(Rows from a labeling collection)
## begin

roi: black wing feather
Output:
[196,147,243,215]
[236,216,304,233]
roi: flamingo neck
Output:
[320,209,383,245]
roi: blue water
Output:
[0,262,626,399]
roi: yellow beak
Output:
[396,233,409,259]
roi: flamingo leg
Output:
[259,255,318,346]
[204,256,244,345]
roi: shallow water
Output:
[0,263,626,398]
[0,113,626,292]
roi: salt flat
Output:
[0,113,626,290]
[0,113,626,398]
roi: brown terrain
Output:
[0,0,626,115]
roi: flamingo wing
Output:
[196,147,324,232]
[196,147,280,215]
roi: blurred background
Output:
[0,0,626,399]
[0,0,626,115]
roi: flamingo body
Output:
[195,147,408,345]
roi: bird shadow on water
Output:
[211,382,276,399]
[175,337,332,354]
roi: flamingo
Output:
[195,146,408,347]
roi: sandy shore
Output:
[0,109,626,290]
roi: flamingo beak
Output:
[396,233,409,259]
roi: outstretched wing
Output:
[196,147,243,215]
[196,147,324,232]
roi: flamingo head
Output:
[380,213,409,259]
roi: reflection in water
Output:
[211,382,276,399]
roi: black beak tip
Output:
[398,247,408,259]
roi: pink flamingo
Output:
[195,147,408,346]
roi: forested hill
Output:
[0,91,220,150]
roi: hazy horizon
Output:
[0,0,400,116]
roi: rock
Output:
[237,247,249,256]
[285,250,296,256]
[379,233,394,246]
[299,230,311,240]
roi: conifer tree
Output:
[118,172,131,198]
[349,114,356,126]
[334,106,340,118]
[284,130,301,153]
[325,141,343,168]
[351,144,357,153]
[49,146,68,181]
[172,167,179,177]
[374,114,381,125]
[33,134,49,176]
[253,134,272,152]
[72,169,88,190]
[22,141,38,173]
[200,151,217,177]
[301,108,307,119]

## end

» Directions for this task
Convert every line of the rows above into a JSON list of strings, one string per line, leaving out any blank lines.

» Answer
[
  "roi: black wing feather",
  "Output:",
  "[196,147,243,215]",
  "[236,216,304,233]",
  "roi: flamingo neck",
  "Output:",
  "[320,209,383,245]",
  "roi: blue water",
  "Output:",
  "[0,262,626,399]",
  "roi: yellow beak",
  "Output:",
  "[396,233,409,259]",
  "roi: flamingo leg",
  "Output:",
  "[259,255,318,346]",
  "[204,256,244,345]",
  "roi: shallow water",
  "Output:",
  "[0,263,626,398]",
  "[0,113,626,292]",
  "roi: salt flat",
  "Output:",
  "[0,113,626,290]",
  "[0,113,626,398]",
  "roi: brown terrain",
  "Output:",
  "[0,0,626,115]",
  "roi: flamingo wing",
  "Output:",
  "[196,147,324,232]",
  "[196,147,280,215]",
  "roi: blurred background",
  "Output:",
  "[0,0,626,399]",
  "[0,0,626,115]",
  "roi: flamingo body",
  "Output:",
  "[195,147,408,345]",
  "roi: bird shadow on water",
  "Output:",
  "[211,382,276,399]",
  "[175,337,332,354]",
  "roi: flamingo",
  "Output:",
  "[195,146,408,347]",
  "roi: sandy shore",
  "Output:",
  "[0,109,626,290]",
  "roi: flamingo beak",
  "Output:",
  "[396,233,409,259]",
  "roi: outstretched wing",
  "Output:",
  "[196,147,243,215]",
  "[196,147,324,232]",
  "roi: flamingo head",
  "Output:",
  "[380,213,409,259]",
  "roi: reflection in water",
  "Output:",
  "[211,382,276,399]",
  "roi: black beak tip",
  "Output:",
  "[398,247,408,259]",
  "roi: pink flamingo",
  "Output:",
  "[195,147,408,346]",
  "roi: forested hill",
  "Output:",
  "[0,91,220,150]",
  "roi: hazy horizon",
  "Output:",
  "[0,0,400,116]",
  "roi: rock",
  "Output:",
  "[237,247,249,256]",
  "[285,250,296,256]",
  "[379,233,394,246]",
  "[299,230,311,240]",
  "roi: conifer tree",
  "Output:",
  "[118,172,131,198]",
  "[349,114,356,126]",
  "[334,106,340,118]",
  "[284,130,301,153]",
  "[325,141,343,168]",
  "[351,144,357,153]",
  "[49,146,68,181]",
  "[172,167,179,177]",
  "[374,114,381,125]",
  "[33,134,49,176]",
  "[253,134,272,152]",
  "[72,169,88,190]",
  "[22,141,38,173]",
  "[200,151,217,177]",
  "[301,108,307,119]"
]